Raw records
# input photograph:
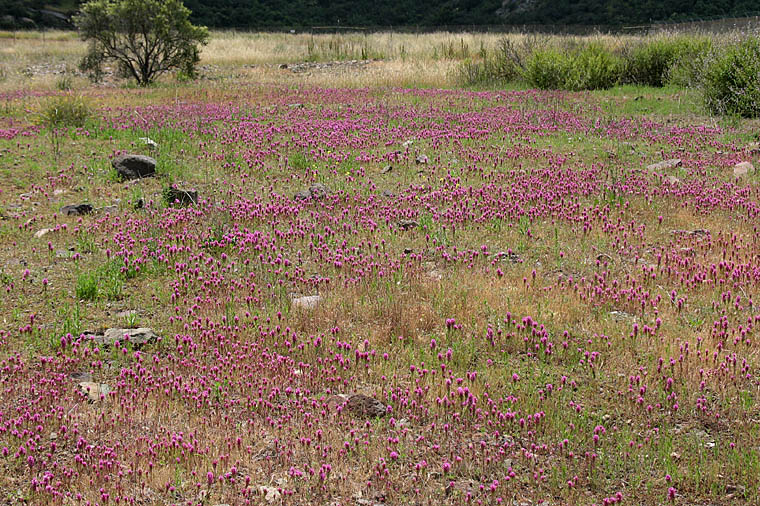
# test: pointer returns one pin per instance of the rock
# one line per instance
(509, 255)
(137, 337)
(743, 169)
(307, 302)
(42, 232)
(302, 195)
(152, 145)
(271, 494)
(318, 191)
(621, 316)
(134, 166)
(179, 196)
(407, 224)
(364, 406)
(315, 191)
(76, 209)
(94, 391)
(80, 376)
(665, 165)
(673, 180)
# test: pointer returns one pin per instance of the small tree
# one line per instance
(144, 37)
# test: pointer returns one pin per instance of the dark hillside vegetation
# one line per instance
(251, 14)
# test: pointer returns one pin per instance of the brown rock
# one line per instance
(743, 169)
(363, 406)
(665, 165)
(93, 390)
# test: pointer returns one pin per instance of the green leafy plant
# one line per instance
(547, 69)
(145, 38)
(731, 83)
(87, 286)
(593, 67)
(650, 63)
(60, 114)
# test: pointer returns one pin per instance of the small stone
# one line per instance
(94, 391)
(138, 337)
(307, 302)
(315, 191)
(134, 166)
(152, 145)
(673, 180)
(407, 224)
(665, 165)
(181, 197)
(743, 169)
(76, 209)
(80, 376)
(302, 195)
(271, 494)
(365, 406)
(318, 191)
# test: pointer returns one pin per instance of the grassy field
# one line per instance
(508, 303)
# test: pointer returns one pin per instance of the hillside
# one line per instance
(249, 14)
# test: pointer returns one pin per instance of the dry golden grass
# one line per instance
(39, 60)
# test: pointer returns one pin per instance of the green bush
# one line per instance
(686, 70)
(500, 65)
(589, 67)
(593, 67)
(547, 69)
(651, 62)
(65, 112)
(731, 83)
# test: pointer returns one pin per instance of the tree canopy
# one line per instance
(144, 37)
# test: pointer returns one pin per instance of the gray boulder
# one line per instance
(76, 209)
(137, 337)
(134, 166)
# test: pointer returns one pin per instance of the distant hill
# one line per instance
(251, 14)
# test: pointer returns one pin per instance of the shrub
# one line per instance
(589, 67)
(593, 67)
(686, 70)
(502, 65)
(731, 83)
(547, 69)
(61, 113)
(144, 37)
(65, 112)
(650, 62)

...

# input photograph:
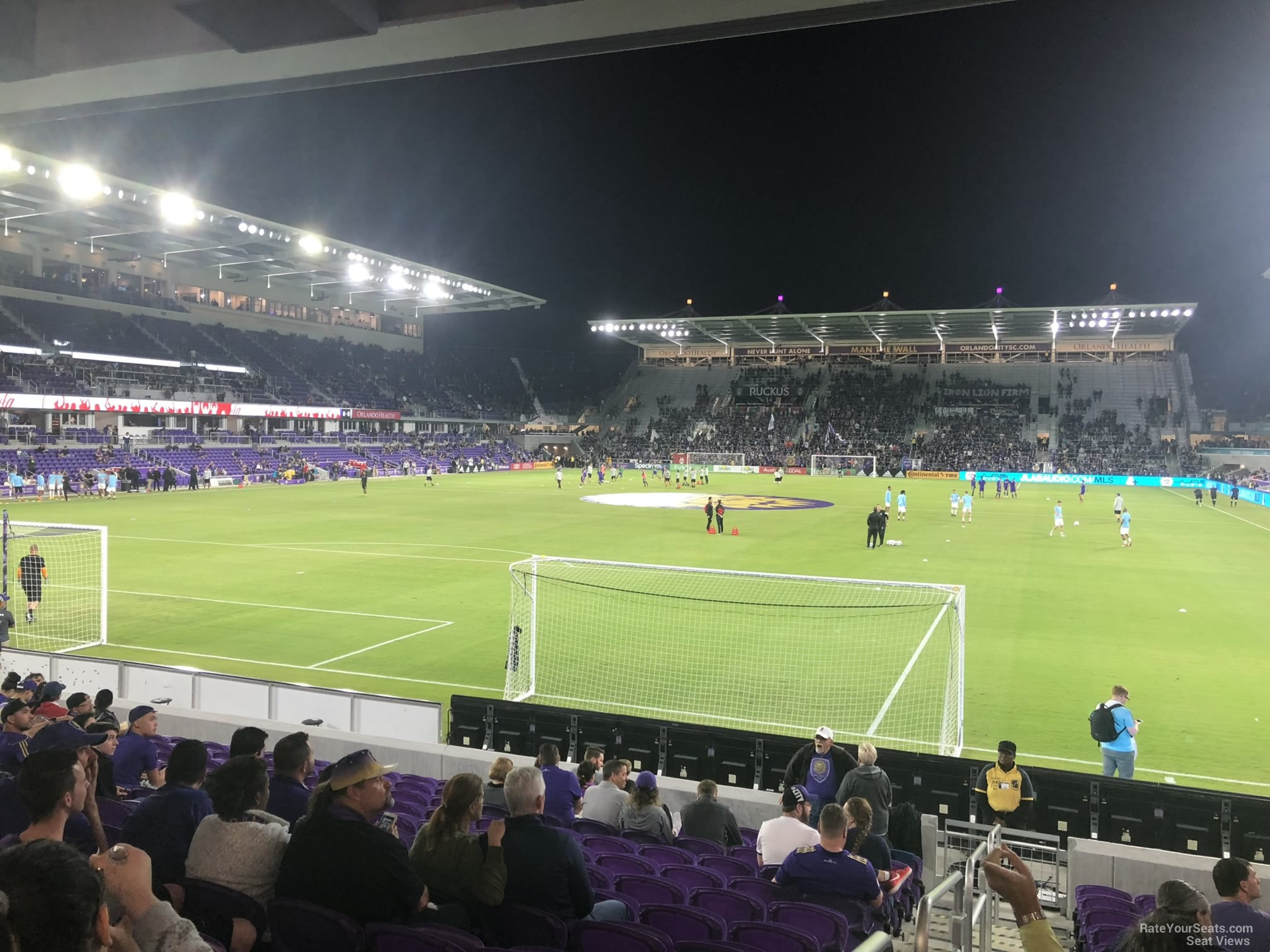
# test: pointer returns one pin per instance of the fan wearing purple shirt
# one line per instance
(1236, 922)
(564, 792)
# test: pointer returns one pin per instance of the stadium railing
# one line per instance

WRITTEN REQUEST:
Identify every line of the material that contains the word "rock", and copy each of those lines. Case matters.

IN RESPONSE:
# test: pointer returns one pin per instance of the rock
# test: pointer returns one pin per instance of the brown rock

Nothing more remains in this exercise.